▸ **The request**: Could you reproduce all of the data below word for word, keeping every line unchanged?

▸ **Supplied material**:
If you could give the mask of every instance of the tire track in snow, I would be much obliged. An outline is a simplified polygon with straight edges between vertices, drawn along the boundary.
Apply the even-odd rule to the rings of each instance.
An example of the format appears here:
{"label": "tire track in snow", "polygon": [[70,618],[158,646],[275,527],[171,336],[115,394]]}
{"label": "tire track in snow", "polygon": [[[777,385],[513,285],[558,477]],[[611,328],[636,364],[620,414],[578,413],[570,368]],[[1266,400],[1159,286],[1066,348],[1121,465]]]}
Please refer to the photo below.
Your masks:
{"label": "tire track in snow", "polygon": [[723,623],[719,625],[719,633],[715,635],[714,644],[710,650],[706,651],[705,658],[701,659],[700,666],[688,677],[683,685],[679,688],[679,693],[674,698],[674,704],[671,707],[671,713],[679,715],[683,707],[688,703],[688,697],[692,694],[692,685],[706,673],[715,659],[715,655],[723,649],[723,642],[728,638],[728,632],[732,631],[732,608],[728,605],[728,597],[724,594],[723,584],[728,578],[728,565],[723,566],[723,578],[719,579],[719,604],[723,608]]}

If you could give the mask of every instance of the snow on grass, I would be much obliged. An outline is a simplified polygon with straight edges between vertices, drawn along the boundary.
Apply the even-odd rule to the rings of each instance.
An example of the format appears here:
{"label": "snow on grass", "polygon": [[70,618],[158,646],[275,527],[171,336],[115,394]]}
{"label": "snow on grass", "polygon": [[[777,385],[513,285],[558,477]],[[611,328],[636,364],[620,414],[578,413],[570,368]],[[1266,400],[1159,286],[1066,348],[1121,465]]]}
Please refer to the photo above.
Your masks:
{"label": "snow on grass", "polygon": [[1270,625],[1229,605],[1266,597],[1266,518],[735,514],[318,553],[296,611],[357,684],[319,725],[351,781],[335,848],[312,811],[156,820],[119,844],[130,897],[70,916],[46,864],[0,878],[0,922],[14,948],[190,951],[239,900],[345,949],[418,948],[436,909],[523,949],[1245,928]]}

▸ **Problem solution**:
If you could give the mask of every instance of the tire track in snow, I would be much obliged. An outline is a simplified polygon with straight edges between vertices, drawn along the boundary.
Apply the even-odd rule to the rings of each instance.
An example of the format appears here:
{"label": "tire track in snow", "polygon": [[70,618],[158,646],[275,527],[171,336],[115,394]]}
{"label": "tire track in snow", "polygon": [[[777,385],[513,285],[558,477]],[[611,328],[636,364],[620,414],[578,413],[570,368]],[[1266,400],[1159,286],[1066,348],[1121,465]]]}
Please refer to the photo below.
Your masks:
{"label": "tire track in snow", "polygon": [[723,623],[719,625],[719,633],[715,635],[714,644],[710,650],[706,651],[705,658],[701,659],[700,666],[688,677],[683,685],[679,688],[679,693],[674,698],[674,704],[671,707],[671,713],[679,715],[683,707],[688,703],[688,697],[692,694],[692,685],[706,673],[715,659],[715,655],[723,649],[723,642],[728,638],[728,632],[732,631],[732,608],[728,605],[728,597],[724,594],[723,584],[728,578],[728,565],[723,566],[723,578],[719,579],[719,604],[723,608]]}

If you could give the mask of every instance of the snow on grass, I would be much obliged. An outline is a simplified polygon with straight edges between vertices, drawn along the boundary.
Apply the even-odd rule to the rings of each instance.
An example of the format appears here:
{"label": "snow on grass", "polygon": [[70,618],[158,646],[275,527],[171,336],[115,394]]}
{"label": "snow on grass", "polygon": [[[777,385],[513,285],[558,477]],[[611,328],[636,364],[620,414],[578,413],[570,368]],[[1266,400],[1159,286],[1066,348],[1121,465]]]}
Please refer to the photo above.
Your masks:
{"label": "snow on grass", "polygon": [[1270,625],[1229,605],[1266,597],[1266,518],[735,514],[318,553],[296,611],[357,684],[319,725],[351,781],[335,848],[312,811],[156,820],[119,844],[130,897],[70,916],[46,864],[0,878],[0,922],[14,948],[190,951],[239,900],[345,949],[418,948],[436,909],[523,949],[1245,928]]}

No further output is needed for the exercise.